Freitag, 15. November 2019

Sag mir, wo die Frauen sind: Schlusswort


Mit sieben Frauen habe ich in den letzten Monaten gesprochen und daraus die Porträts geschaffen, die ihr in den letzten beiden Wochen gelesen habt, liebe Besucher – und Besucherinnen (okay, vielleicht habt ihr euch auch einfach die Bilder angeguckt...) Es sind sieben grundverschiedene Frauen. Manche von ihnen sind noch jung und stehen am Anfang ihrer politischen Laufbahn. Andere haben mit der aktiven Politik abgeschlossen und sind eher im Hintergrund tätig. Sie gehören verschiedenen Parteien an und so sind sie natürlich nicht immer auf einer Wellenlänge und haben – genau wie Männer – verschiedene Lösungsansätze für die Probleme der heutigen Zeit. Was sie aber eint: Neben ihren politischen Tätigkeiten, sind sie auch in anderen Bereichen sehr engagiert und setzen sich für die Gesellschaft ein. Sie zeigen eine hohe Leistungsbereitschaft, sind hartnäckig im Verfolgen ihrer Ziele und sind selbstbewusst genug, um auch mit  Rückschlägen umzugehen. Sie sind beste Beispiele dafür, dass Frauen, genauso gut wie Männer politisieren können. Weil politisches Talent nämlich nicht zwischen den Beinen wächst. 

Eigentlich ist es doch uns allen bewusst, dass das Geschlecht nicht massegebend ist für die Qualifikation eines Menschen. Trotzdem sind Frauen im Stadtparlament – und im Gemeinderat untervertreten…und zwar massiv. Mich erstaunt es, dass diese Tatsache auch im vergangenen Frauenjahr nie in den lokalen Zeitungen thematisiert worden ist. Zwar wurden im Zusammenhang mit den nationalen Wahlen, Grossratswahlen oder Frauenstreik durchaus viele Artikel über den niedrigen Frauenanteil in Politik und Wirtschaft verfasst, aber nie wurden die Verhältnisse in Langenthal aufs Tapet gebracht.

Gespeicherte Datensätze -
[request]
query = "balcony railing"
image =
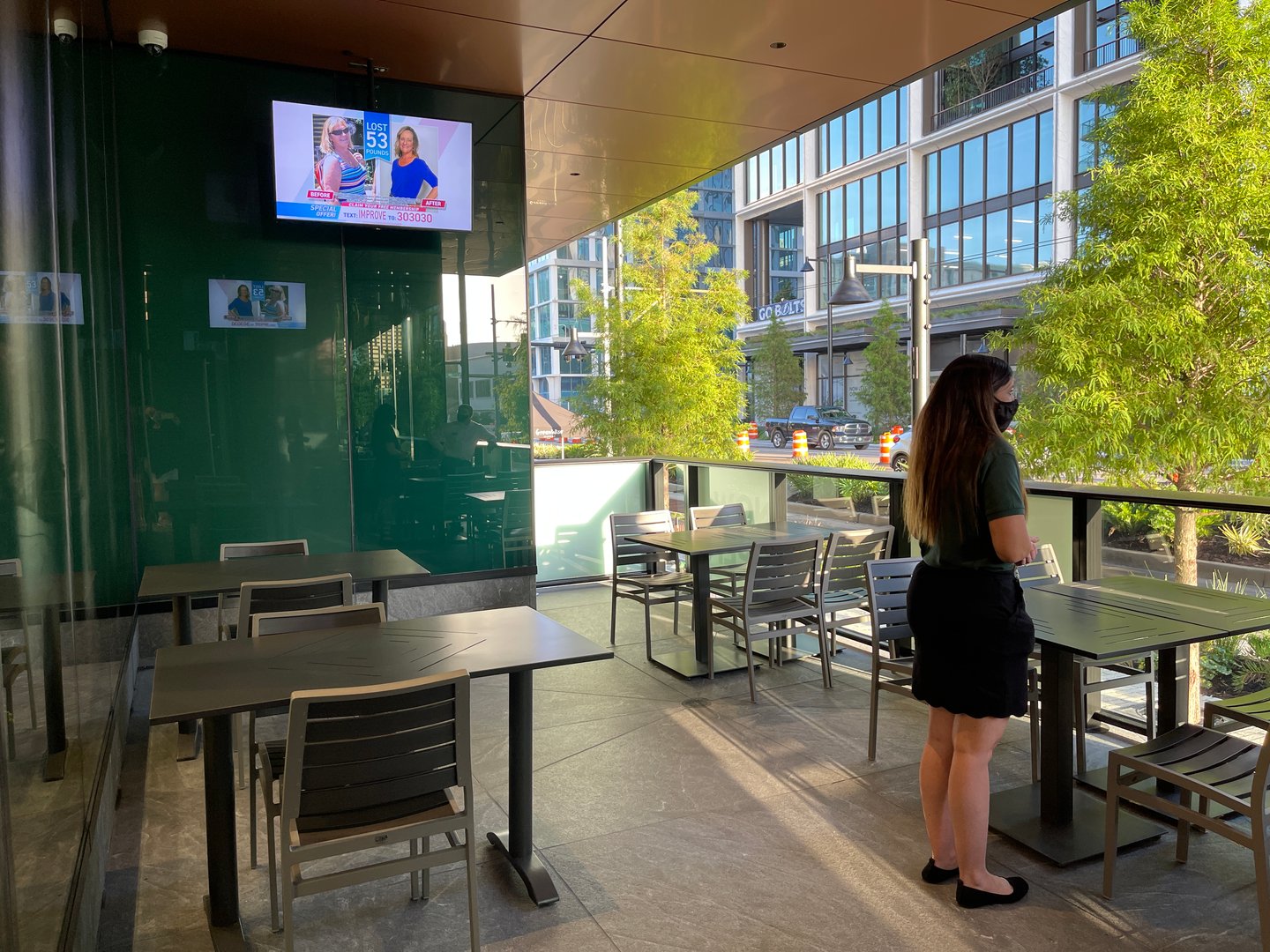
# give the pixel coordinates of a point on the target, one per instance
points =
(1110, 52)
(1015, 89)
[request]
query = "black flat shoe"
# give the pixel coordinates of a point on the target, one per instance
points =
(969, 897)
(937, 874)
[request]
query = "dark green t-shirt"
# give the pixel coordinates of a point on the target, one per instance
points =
(1000, 495)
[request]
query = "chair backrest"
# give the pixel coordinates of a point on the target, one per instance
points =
(251, 550)
(843, 568)
(704, 517)
(361, 756)
(626, 553)
(317, 619)
(781, 570)
(292, 596)
(888, 598)
(1044, 569)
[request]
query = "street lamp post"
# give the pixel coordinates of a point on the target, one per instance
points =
(851, 291)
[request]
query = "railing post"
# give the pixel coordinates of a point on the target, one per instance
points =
(1086, 539)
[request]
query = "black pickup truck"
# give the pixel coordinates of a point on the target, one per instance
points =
(826, 427)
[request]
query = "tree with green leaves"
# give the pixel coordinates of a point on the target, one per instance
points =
(671, 385)
(1146, 354)
(778, 372)
(886, 383)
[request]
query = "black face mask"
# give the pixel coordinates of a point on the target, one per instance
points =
(1004, 413)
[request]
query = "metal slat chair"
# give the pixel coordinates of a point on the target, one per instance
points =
(16, 661)
(779, 582)
(282, 596)
(886, 582)
(842, 585)
(729, 574)
(1124, 668)
(1204, 763)
(369, 768)
(249, 550)
(653, 582)
(270, 756)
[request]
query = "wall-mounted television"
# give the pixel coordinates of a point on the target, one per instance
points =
(369, 167)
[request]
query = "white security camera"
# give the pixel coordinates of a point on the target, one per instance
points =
(65, 31)
(153, 41)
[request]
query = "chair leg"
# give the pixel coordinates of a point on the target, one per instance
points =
(257, 773)
(612, 619)
(1111, 828)
(474, 923)
(873, 711)
(1184, 827)
(415, 874)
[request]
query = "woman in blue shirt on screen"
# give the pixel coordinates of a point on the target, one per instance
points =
(409, 172)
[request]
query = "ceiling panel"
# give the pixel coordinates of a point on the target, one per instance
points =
(422, 46)
(574, 129)
(859, 40)
(566, 16)
(695, 86)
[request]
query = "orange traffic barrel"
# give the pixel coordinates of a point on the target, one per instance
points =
(799, 444)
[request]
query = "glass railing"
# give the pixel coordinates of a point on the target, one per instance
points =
(1015, 89)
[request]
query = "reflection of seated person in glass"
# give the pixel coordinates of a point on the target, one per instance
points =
(274, 306)
(458, 441)
(409, 172)
(48, 299)
(240, 306)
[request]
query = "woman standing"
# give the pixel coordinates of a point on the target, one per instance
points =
(410, 172)
(340, 169)
(964, 502)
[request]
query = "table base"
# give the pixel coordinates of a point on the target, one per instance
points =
(1016, 814)
(55, 766)
(225, 938)
(533, 873)
(684, 663)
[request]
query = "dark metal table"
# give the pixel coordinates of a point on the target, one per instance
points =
(698, 545)
(182, 582)
(1102, 620)
(49, 594)
(215, 681)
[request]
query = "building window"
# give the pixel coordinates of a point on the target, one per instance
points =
(773, 170)
(857, 133)
(995, 74)
(989, 204)
(868, 219)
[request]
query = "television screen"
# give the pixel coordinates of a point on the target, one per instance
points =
(244, 302)
(366, 167)
(41, 297)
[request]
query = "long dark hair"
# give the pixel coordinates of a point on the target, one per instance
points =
(950, 437)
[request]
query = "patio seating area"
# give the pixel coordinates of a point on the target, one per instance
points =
(676, 814)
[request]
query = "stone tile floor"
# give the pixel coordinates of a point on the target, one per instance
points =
(676, 815)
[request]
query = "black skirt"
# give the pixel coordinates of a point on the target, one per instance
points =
(972, 637)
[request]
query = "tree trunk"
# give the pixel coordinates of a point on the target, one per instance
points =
(1185, 548)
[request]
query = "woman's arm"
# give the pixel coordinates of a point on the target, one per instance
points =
(1010, 539)
(331, 173)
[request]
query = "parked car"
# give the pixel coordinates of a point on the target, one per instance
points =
(826, 427)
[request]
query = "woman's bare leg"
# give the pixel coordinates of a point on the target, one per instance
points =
(934, 781)
(973, 741)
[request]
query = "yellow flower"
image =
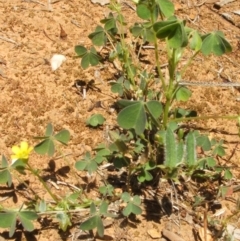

Gestellte Aufgabe - Gib aus dem Schlusswort zu den Porträts von Politikerinnen den Abschnitt wortgetreu wieder, der bei „Eigentlich ist es“ beginnt und bei „aufs Tapet gebracht.“ endet. Die Datensätze stammen aus einer anderen Quelle.

Korrekte Lösung -
Eigentlich ist es doch uns allen bewusst, dass das Geschlecht nicht massegebend ist für die Qualifikation eines Menschen. Trotzdem sind Frauen im Stadtparlament – und im Gemeinderat untervertreten…und zwar massiv. Mich erstaunt es, dass diese Tatsache auch im vergangenen Frauenjahr nie in den lokalen Zeitungen thematisiert worden ist. Zwar wurden im Zusammenhang mit den nationalen Wahlen, Grossratswahlen oder Frauenstreik durchaus viele Artikel über den niedrigen Frauenanteil in Politik und Wirtschaft verfasst, aber nie wurden die Verhältnisse in Langenthal aufs Tapet gebracht.